THE INPUT:
** Begin **

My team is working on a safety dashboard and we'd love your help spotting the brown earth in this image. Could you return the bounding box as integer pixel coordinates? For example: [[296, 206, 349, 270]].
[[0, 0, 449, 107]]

** End **
** Begin **

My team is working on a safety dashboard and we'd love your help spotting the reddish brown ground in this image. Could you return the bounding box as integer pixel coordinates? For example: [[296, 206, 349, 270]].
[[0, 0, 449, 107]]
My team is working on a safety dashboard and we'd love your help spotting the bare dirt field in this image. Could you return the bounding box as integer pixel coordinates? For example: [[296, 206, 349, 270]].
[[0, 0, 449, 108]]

** End **
** Begin **

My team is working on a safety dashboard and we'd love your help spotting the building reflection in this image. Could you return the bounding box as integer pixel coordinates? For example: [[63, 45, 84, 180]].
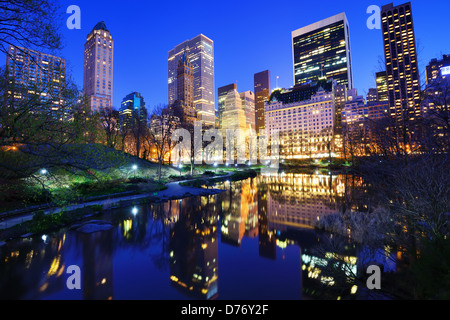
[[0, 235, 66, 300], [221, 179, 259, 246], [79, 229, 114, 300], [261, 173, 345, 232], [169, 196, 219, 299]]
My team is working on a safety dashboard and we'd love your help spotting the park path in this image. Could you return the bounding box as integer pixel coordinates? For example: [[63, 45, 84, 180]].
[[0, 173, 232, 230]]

** End **

WHAT YOU NEED TO DO: Edit the data starting with the line containing "spotting the building" and going on through the line containing "[[0, 173, 232, 230]]", replacing "park path" with "walking trail" and leaving everything else unchanged. Leave the pictures out of your answer.

RESPONSE:
My team is working on a safety dashboard and we'd love your help spotting the building reflection in this image. Could you return the bounding box as integer pixel coordinates? For example: [[63, 45, 84, 180]].
[[0, 235, 66, 300], [221, 179, 259, 246], [79, 229, 114, 300], [261, 173, 345, 232], [169, 196, 219, 299]]
My team is working on a safety dashboard and we'd love your help spotting the walking trail in this image. Could you return the bounding box as integer pixel coordinates? For example: [[63, 45, 84, 180]].
[[0, 173, 232, 230]]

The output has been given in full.